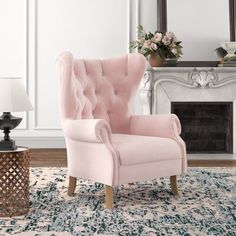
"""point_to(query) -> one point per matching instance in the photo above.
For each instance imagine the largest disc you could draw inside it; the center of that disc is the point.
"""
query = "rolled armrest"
(166, 125)
(87, 130)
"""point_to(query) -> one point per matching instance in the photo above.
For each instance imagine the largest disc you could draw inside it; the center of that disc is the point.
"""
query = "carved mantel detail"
(161, 86)
(203, 78)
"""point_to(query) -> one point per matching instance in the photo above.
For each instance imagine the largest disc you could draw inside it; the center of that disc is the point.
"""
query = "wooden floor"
(57, 158)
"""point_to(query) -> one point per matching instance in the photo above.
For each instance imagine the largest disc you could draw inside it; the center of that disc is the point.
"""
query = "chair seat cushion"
(136, 149)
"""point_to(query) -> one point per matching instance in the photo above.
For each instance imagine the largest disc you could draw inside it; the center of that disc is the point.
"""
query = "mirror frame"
(162, 27)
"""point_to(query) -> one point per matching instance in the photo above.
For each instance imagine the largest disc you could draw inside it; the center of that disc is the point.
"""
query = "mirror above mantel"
(200, 24)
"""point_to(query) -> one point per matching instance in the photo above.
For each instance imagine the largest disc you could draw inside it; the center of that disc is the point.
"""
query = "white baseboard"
(41, 142)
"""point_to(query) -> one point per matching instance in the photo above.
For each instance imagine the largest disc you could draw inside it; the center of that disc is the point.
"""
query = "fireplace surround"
(206, 126)
(164, 88)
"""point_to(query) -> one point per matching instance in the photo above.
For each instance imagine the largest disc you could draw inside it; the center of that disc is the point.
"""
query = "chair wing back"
(100, 89)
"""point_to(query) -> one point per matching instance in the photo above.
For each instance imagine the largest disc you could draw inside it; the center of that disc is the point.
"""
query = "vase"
(155, 60)
(171, 62)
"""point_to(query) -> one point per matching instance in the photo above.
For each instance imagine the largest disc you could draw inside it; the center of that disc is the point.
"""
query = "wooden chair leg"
(108, 197)
(72, 185)
(174, 186)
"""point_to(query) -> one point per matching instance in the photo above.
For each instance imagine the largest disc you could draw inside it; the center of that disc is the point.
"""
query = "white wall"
(201, 25)
(32, 35)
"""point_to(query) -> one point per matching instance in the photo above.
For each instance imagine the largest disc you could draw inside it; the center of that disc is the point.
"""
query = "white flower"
(153, 46)
(172, 36)
(157, 37)
(166, 40)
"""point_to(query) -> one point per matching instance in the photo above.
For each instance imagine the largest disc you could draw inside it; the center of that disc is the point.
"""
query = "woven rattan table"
(14, 182)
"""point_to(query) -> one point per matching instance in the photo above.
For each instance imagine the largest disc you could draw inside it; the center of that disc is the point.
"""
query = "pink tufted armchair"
(105, 142)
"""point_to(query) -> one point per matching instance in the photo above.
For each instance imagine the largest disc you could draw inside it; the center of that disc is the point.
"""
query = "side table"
(14, 182)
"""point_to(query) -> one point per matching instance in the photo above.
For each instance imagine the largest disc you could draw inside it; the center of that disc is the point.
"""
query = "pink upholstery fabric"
(137, 149)
(105, 143)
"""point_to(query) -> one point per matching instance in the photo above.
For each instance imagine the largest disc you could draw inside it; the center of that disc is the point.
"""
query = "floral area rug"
(207, 206)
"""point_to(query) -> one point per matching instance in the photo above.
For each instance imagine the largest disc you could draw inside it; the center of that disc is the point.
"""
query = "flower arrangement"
(165, 45)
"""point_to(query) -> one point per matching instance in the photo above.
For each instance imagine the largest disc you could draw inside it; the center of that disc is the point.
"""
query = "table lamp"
(13, 98)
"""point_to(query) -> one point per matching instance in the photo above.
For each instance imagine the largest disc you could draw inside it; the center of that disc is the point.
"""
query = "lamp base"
(7, 145)
(7, 123)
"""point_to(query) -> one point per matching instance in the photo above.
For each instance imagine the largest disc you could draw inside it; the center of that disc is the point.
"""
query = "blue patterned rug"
(207, 206)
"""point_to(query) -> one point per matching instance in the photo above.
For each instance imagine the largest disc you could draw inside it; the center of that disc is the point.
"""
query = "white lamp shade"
(13, 97)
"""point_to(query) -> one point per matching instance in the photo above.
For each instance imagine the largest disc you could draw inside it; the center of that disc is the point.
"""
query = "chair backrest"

[YOUR ASSIGNMENT] With the images omitted, retype the records above exactly.

[RESULT BELOW]
"""point_to(query) -> one point per matching instance in the photo above.
For each instance imagine the largest disc you could draw inside it; the center of that disc is the point.
"""
query = "rolled armrest"
(166, 125)
(87, 130)
"""point_to(query) -> one point per matching instance in the photo above.
For each instance imagine the largest disc you could draw inside it; the center of that disc is the point.
"""
query = "carved mantel detail"
(161, 86)
(203, 78)
"""point_to(query) -> one point per matching instance in the photo above.
For each instance imagine the largest disc you could draw inside it; the center of that disc is the point.
"""
query = "wooden floor"
(57, 158)
"""point_to(query) -> one point per matching instance in the photo above.
For each instance imagine the largest disc you could draw inside it; the center of that disc is the point.
"""
query = "chair seat cushion"
(136, 149)
"""point_to(query) -> one point per matching instance in the photo above.
For each instance imagine the largest disc you could draw inside it; the center of that disc is the point.
"""
query = "mirror frame"
(162, 27)
"""point_to(query) -> one point per matching instance in the photo above.
For each instance imagine the largest disc you could draw inside it; the center of that disc is the point.
"""
query = "mirror above mantel"
(200, 24)
"""point_to(query) -> one point per matching instance in the photo above.
For each instance imagine the largest disc you could draw inside it; the center of that disc is the point.
"""
query = "white baseboard"
(41, 142)
"""point_to(query) -> one point per matching instance in the photo above.
For each instance imagine the largest disc you could draw inside it; the center of that disc is the point.
"""
query = "fireplace surround"
(206, 126)
(164, 88)
"""point_to(query) -> one point per matching instance in the photo above.
For each instance imagine the largest disc you could draw inside it; the center of that disc is the point.
"""
query = "chair wing back"
(100, 89)
"""point_to(query) -> one point per matching instance in the photo above.
For each instance imagine the largest disc you could draw inside it; the center of that disc is the point.
"""
query = "vase"
(155, 60)
(171, 62)
"""point_to(query) -> one point per matching instance in the photo above.
For each instance imagine the largest disc you could draw inside it; the center of that disc is the point.
"""
query = "wooden chair leg"
(108, 197)
(72, 185)
(174, 186)
"""point_to(query) -> one point per matching instance in the photo above.
For each instance imagine the largest disc you could draw inside it; the center of that disc is the point.
"""
query = "white wall"
(201, 25)
(32, 35)
"""point_to(query) -> one point per matching instance in the photo above.
For each instance imagine the largest disc you could draw inside it; the center of that disc is the point.
"""
query = "white flower"
(153, 46)
(172, 36)
(157, 37)
(166, 40)
"""point_to(query) -> one point per matching instance in the photo above.
For each instance imagine the largest disc you could draw inside it; the center of that disc is the point.
"""
query = "woven rattan table"
(14, 182)
"""point_to(query) -> one point per matching instance in the photo above.
For each instance imagine the largest disc you could draw inside it; the center of that disc is the point.
"""
query = "pink tufted armchair"
(105, 142)
"""point_to(query) -> one point per matching instance in the photo above.
For each instance imagine the largest disc you could draw inside it; the center of that disc is the point.
"""
query = "side table"
(14, 182)
"""point_to(query) -> one point per matching instance in the photo above.
For each instance imagine the largest disc you could draw inside it; the center of that disc is the point.
"""
query = "pink upholstery fabric"
(137, 149)
(105, 143)
"""point_to(query) -> one point per matching instance in the photo above.
For each instance imagine the largest disc you could draw inside it; the center of that disc is the point.
"""
query = "floral area rug"
(207, 206)
"""point_to(query) -> one point per matching instance in the photo above.
For each instance imagine the largest disc you could draw inside it; the center of that disc is the point.
"""
query = "flower arrangement"
(165, 45)
"""point_to(query) -> one point per matching instance in the photo above.
For each instance imagine the largest disc you could draw inside it; the center of that disc is the point.
"""
query = "table lamp"
(13, 98)
"""point_to(query) -> one point per matching instance in the photo above.
For each instance imagine the largest disc you could draw inside it; the center of that disc is the point.
"""
query = "lamp base"
(7, 145)
(7, 123)
"""point_to(query) -> one point per matching instance in the photo above.
For each instance imagine the largest disc you could draw inside it; the center of that disc is the point.
"""
query = "blue patterned rug"
(207, 206)
"""point_to(query) -> one point per matching instance in the photo above.
For each instance imagine the largest disc you could draw inside it; the center of that disc is the point.
"""
query = "white lamp shade"
(13, 97)
"""point_to(query) -> one point per matching instance in the photo above.
For each instance imagine the largest disc you could draw inside it; the center of that disc is the point.
"""
query = "chair backrest"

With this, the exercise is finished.